Prompt: Rewrite everything in the material from the line containing "Refer to the image above and pinpoint where the german" down to the line containing "xmin=347 ymin=219 xmax=613 ymax=320" as a two-column CSV with the headers text and answer. Put each piece of wording and the answer that follows it on a single row, with both fields in quotation marks and line breaks turned into spaces.

Record excerpts:

•••

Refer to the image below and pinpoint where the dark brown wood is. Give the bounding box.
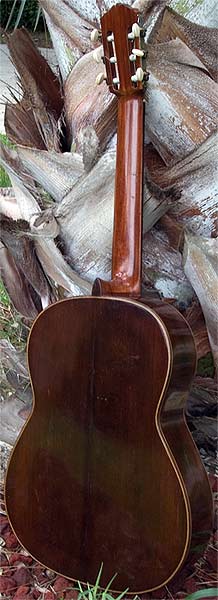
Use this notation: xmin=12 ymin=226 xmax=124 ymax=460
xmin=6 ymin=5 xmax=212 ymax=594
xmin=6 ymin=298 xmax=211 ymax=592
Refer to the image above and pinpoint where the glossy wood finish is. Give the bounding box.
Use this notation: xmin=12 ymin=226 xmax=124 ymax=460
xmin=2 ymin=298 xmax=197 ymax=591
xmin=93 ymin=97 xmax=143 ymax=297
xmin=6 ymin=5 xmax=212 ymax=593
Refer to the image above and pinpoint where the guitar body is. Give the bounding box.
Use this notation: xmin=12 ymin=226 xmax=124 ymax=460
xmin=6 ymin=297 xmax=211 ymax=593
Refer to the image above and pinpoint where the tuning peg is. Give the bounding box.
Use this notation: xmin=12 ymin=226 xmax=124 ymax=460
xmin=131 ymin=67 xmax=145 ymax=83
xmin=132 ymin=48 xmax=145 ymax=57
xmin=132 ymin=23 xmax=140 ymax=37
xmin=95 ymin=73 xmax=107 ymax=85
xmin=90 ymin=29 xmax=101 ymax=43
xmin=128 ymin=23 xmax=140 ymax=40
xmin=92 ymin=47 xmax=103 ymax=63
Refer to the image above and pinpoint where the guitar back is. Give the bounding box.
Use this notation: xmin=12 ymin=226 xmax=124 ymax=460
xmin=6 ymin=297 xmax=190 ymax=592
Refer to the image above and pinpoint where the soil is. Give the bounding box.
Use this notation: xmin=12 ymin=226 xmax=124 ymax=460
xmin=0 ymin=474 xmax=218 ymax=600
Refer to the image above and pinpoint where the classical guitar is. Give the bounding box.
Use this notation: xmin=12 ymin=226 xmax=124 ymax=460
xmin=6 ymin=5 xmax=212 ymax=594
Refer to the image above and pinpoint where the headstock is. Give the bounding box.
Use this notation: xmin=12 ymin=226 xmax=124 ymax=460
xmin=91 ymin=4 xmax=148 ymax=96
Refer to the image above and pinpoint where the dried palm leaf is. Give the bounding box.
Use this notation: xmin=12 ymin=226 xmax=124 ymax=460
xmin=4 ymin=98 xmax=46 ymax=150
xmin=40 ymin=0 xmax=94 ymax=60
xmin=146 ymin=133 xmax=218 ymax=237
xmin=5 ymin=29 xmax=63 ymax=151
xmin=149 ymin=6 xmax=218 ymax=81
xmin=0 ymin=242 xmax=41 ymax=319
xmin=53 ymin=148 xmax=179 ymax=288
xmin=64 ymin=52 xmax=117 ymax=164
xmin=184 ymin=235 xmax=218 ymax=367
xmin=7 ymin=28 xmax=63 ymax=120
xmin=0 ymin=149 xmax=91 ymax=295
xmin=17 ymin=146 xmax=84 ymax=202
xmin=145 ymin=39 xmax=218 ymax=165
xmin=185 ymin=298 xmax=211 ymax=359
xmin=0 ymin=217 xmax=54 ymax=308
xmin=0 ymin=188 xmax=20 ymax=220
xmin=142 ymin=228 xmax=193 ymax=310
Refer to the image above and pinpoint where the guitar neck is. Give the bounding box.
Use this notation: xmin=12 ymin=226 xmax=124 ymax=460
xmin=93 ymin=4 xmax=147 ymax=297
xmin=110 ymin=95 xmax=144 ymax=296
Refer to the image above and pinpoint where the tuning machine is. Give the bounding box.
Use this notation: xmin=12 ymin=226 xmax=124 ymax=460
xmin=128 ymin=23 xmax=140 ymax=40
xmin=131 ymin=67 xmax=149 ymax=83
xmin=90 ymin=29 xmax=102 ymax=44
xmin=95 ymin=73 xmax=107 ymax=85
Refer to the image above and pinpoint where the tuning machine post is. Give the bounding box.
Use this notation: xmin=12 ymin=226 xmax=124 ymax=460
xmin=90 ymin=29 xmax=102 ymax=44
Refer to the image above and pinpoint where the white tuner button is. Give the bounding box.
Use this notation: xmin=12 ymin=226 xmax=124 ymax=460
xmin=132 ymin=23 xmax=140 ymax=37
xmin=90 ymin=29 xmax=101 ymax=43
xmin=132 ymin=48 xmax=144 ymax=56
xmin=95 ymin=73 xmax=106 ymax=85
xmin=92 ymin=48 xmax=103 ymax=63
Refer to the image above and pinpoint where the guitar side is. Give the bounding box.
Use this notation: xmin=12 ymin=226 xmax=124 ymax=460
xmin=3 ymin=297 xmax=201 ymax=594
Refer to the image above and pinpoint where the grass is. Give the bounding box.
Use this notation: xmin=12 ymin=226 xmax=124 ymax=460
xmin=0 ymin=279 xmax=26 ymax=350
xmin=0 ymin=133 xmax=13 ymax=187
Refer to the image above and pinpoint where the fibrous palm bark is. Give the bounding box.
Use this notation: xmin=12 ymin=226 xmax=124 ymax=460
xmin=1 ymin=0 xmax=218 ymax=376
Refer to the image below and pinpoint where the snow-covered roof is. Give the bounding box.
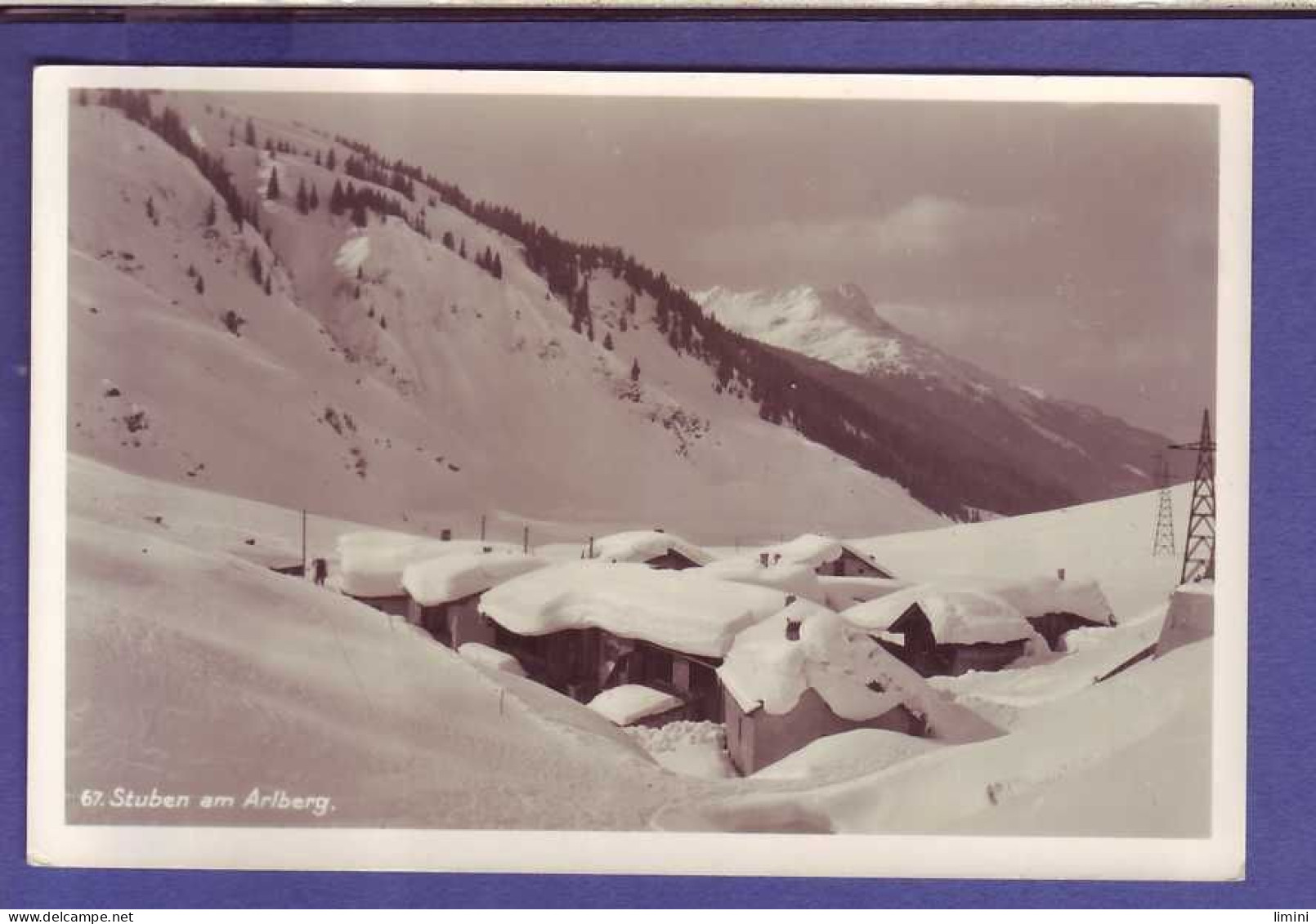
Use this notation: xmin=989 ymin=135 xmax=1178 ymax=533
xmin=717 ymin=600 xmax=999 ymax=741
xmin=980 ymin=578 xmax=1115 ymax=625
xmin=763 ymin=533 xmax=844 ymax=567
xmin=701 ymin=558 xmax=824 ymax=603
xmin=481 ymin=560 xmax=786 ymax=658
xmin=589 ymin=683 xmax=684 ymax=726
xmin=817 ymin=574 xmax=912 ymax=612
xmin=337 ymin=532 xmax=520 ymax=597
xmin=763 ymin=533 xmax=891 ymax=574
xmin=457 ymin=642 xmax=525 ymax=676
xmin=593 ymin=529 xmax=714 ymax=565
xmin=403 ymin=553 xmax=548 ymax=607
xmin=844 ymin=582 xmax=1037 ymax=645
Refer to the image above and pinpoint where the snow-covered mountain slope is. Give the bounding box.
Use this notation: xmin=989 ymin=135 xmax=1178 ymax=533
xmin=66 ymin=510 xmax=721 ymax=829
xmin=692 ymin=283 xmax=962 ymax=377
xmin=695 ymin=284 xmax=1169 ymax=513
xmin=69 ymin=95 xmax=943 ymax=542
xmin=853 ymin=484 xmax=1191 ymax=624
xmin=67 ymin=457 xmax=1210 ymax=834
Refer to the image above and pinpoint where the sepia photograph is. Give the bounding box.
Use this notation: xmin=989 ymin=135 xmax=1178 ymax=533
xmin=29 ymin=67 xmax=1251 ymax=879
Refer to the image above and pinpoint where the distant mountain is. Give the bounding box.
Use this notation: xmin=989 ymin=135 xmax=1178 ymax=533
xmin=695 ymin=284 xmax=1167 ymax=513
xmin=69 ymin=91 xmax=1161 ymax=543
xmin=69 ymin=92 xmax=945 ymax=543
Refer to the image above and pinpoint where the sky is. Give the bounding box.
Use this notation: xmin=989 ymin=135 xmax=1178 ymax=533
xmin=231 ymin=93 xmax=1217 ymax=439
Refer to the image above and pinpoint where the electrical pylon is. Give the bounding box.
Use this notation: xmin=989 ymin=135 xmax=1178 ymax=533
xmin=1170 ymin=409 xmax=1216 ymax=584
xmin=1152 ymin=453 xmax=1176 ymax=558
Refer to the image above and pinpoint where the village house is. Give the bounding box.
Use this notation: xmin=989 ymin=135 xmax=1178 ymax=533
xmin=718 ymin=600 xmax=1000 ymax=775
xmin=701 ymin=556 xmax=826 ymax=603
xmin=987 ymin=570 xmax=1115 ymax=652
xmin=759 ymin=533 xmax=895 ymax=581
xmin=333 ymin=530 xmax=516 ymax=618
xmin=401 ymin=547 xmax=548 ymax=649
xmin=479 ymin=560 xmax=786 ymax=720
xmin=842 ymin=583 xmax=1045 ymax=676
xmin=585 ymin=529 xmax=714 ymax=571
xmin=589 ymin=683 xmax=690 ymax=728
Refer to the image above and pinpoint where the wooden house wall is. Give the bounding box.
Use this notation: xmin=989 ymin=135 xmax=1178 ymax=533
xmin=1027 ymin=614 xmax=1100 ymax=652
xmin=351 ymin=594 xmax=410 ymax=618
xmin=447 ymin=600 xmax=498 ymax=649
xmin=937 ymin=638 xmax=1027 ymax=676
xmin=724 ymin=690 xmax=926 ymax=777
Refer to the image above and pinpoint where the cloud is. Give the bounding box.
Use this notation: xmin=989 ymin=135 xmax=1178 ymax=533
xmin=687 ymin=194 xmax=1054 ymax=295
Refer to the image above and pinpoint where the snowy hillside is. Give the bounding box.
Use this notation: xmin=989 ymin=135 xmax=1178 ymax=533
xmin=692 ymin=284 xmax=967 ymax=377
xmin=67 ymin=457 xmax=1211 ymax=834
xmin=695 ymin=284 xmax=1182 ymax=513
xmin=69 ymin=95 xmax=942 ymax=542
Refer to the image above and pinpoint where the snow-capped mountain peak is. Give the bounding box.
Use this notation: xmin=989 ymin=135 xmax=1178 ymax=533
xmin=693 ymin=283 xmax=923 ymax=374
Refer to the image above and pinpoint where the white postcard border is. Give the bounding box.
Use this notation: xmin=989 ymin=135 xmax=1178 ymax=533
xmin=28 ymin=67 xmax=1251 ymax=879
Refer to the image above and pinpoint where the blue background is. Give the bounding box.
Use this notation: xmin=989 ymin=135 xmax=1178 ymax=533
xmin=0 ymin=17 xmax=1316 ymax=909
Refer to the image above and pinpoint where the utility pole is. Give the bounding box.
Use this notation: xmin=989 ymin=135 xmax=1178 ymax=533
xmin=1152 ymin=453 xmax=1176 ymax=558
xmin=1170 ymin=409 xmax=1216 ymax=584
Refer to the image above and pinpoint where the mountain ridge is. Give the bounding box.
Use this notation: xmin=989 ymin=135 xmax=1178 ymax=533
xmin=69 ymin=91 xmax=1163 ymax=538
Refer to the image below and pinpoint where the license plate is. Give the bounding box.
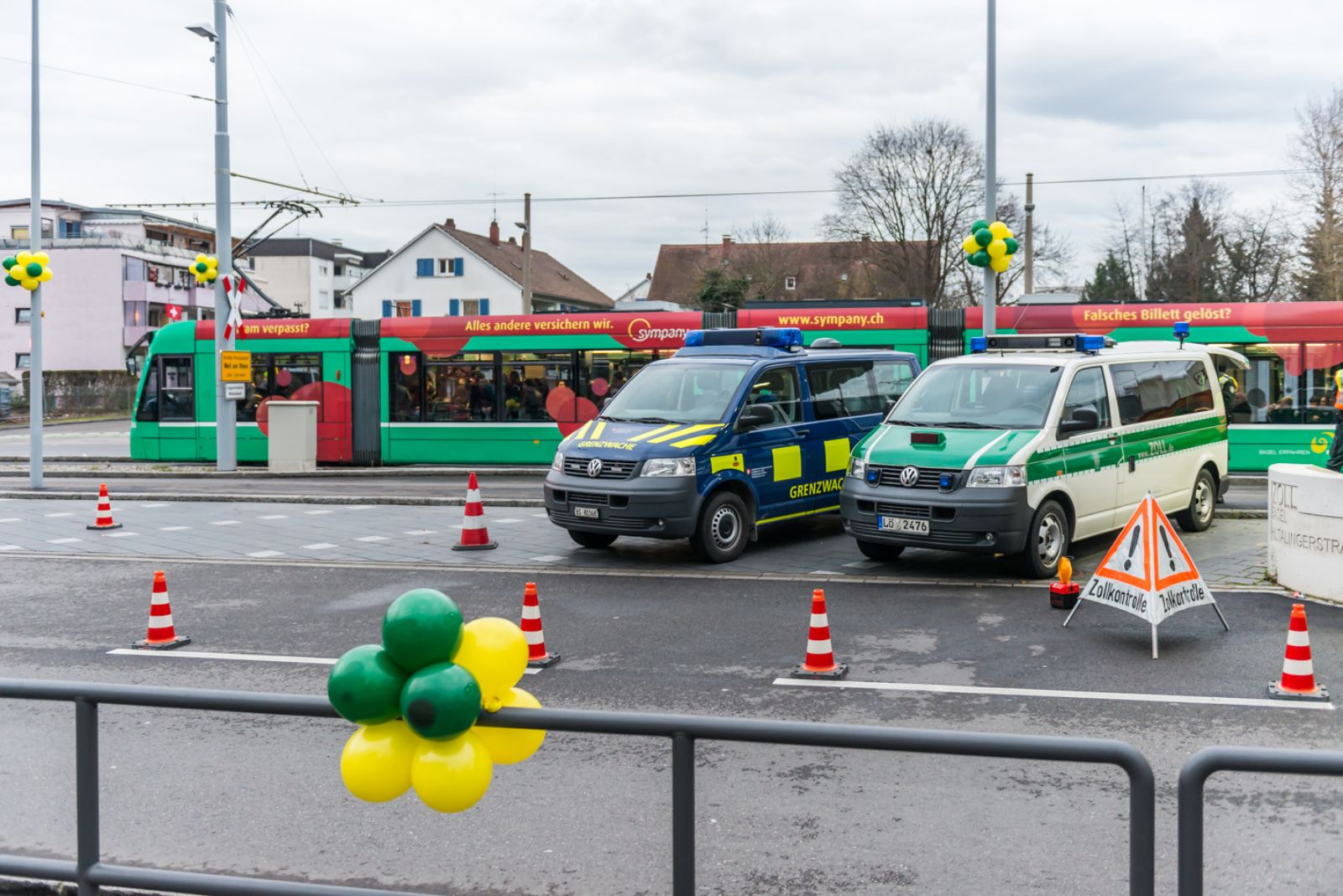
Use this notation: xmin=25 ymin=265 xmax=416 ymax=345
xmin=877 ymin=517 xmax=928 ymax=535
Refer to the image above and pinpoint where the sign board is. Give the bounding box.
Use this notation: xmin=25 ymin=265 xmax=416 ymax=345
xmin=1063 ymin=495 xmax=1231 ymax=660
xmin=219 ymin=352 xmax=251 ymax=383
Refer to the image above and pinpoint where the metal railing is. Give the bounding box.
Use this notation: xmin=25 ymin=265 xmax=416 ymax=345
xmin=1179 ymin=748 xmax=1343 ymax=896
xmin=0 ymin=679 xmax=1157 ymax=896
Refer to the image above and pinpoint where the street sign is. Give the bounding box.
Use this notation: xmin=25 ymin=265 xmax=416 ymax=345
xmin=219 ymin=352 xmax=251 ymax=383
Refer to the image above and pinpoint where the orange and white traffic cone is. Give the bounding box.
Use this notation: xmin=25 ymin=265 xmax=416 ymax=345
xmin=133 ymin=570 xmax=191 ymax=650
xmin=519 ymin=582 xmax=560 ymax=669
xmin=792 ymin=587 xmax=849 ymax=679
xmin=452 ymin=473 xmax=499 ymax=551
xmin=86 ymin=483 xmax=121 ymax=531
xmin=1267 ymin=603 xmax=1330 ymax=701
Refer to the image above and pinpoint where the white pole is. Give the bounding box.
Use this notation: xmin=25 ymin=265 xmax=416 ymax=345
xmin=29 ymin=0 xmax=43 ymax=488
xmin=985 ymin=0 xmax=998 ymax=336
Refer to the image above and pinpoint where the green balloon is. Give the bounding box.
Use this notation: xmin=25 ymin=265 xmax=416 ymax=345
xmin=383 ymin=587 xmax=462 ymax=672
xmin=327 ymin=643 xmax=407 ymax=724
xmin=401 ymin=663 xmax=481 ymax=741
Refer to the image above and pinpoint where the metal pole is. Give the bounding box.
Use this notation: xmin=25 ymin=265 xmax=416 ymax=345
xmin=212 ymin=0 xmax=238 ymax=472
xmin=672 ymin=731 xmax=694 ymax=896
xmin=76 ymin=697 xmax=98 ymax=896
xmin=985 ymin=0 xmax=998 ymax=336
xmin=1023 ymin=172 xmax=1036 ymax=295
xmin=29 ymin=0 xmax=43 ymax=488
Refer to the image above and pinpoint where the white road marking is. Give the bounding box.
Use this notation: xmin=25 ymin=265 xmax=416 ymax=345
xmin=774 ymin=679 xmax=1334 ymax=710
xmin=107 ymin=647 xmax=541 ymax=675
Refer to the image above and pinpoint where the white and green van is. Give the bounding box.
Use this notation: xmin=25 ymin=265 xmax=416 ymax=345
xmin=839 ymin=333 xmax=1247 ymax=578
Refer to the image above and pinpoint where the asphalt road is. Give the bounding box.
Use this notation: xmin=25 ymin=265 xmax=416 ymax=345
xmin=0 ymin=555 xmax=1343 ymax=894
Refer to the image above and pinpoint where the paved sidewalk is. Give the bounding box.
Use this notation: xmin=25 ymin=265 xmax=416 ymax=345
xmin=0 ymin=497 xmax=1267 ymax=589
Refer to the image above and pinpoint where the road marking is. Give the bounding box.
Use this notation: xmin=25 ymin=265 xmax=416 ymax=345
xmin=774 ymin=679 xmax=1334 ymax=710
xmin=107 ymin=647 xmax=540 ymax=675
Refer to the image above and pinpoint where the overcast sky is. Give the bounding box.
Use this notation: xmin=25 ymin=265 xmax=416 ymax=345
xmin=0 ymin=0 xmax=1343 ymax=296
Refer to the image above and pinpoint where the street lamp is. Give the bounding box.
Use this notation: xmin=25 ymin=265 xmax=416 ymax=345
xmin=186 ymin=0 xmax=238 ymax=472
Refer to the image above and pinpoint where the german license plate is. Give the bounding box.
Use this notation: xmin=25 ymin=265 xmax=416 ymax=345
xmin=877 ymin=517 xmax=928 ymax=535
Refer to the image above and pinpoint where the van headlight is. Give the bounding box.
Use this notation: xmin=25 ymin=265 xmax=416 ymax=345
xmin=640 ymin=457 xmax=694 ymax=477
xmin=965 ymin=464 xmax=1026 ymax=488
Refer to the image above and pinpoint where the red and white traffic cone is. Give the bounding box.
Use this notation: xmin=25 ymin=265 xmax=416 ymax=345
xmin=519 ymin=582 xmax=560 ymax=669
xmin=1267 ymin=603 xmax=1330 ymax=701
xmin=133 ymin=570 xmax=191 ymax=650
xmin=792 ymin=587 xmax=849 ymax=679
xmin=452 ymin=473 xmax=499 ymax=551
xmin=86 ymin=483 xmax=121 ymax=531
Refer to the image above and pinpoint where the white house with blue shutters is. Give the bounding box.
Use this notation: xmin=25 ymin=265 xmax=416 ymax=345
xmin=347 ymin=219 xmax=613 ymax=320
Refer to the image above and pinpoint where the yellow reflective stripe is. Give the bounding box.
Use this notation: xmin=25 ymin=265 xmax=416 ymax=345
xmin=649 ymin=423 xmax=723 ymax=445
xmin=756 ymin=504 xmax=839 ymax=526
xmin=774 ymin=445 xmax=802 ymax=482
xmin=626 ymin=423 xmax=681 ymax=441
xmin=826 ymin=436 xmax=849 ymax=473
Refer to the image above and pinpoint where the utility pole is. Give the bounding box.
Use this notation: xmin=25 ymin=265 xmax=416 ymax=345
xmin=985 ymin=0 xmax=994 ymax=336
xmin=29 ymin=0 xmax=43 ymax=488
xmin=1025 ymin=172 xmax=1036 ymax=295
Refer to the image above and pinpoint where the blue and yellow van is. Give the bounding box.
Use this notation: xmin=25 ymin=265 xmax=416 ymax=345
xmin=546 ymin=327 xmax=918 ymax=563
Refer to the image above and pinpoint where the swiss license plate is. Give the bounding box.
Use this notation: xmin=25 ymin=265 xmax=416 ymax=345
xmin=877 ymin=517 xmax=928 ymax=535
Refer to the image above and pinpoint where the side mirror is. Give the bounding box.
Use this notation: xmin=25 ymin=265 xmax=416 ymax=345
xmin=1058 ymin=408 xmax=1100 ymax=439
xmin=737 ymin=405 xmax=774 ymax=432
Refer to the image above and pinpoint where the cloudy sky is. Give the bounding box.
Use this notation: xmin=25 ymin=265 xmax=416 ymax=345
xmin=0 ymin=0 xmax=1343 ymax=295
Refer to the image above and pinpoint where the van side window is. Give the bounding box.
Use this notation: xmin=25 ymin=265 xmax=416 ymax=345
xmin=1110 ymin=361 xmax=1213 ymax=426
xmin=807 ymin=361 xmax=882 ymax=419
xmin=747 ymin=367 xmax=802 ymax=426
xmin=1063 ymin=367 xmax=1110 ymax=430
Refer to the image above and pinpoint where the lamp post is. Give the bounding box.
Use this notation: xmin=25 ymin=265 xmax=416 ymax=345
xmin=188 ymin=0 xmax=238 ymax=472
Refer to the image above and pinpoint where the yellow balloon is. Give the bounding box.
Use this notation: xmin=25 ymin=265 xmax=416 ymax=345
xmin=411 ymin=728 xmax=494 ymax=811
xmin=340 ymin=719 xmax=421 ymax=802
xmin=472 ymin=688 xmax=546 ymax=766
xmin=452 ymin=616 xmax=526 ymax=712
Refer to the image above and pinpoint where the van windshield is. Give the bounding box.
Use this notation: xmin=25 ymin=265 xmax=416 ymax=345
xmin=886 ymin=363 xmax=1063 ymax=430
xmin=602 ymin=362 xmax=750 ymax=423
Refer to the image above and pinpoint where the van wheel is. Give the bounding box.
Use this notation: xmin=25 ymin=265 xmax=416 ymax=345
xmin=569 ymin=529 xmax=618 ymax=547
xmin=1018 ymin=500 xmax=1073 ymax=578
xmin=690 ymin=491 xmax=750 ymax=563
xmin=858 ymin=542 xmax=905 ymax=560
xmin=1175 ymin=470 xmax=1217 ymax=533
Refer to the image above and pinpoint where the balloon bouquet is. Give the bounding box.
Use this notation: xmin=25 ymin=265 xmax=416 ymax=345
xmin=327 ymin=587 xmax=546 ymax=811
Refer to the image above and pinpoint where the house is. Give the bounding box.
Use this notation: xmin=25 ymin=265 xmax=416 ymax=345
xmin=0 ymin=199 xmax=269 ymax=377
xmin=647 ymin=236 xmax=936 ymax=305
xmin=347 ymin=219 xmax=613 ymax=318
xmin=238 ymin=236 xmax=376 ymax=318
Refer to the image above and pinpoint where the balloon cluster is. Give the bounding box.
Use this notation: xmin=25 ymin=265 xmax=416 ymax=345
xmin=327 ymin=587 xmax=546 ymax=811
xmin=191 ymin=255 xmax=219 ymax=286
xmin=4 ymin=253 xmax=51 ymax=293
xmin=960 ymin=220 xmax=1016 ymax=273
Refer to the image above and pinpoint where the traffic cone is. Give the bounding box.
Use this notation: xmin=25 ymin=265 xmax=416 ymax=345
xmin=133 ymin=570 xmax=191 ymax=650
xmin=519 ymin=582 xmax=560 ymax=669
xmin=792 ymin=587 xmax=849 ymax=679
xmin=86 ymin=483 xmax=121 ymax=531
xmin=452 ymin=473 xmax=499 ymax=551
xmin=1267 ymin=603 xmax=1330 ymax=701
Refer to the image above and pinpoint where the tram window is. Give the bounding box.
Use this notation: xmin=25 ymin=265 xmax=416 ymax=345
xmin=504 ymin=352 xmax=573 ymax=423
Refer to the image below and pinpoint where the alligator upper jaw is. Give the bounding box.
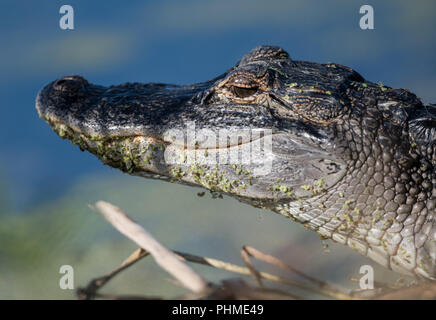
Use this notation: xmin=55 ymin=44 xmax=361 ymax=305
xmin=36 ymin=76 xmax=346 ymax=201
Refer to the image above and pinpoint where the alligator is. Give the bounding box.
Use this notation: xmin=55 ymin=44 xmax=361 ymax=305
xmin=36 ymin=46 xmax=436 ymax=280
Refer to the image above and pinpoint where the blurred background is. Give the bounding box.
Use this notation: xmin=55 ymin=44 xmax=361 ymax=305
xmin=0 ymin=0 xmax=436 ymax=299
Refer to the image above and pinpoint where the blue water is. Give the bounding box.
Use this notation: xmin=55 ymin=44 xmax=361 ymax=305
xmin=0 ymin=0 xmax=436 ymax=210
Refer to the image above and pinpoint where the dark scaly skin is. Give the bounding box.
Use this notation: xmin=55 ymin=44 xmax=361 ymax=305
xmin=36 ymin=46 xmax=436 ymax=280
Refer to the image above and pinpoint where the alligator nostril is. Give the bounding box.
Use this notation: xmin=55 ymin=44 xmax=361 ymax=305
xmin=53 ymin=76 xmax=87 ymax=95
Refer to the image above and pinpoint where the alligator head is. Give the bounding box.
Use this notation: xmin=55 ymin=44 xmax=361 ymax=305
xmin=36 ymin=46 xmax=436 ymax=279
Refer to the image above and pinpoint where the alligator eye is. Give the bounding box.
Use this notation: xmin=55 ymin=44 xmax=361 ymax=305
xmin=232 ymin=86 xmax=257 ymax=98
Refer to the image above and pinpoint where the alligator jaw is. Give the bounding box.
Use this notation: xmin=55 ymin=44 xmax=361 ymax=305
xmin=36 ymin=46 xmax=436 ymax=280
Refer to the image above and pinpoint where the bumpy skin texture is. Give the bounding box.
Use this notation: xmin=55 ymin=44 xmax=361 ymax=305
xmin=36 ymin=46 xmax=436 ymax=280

•••

Output for this task:
text,answer
"Refer to the image above and pinpoint where the german license plate is. Give the bounding box. Use this notation: xmin=25 ymin=265 xmax=416 ymax=345","xmin=877 ymin=517 xmax=928 ymax=535"
"Refer to the image above and pinpoint where the van headlight is. Give the bounding box. Use this notation: xmin=25 ymin=265 xmax=416 ymax=345","xmin=640 ymin=457 xmax=694 ymax=477 xmin=965 ymin=464 xmax=1026 ymax=488"
"Refer to the image above and pinpoint where the red and white traffic cone is. Give the bounding box. Use this notation: xmin=25 ymin=265 xmax=416 ymax=345","xmin=519 ymin=582 xmax=560 ymax=669 xmin=1267 ymin=603 xmax=1330 ymax=701 xmin=133 ymin=570 xmax=191 ymax=650 xmin=792 ymin=587 xmax=849 ymax=679 xmin=452 ymin=473 xmax=499 ymax=551 xmin=86 ymin=483 xmax=121 ymax=531"
"Refer to the image above and pinpoint where the white house with blue shutters is. Give the bounding box. Use this notation: xmin=25 ymin=265 xmax=416 ymax=345","xmin=347 ymin=219 xmax=613 ymax=320"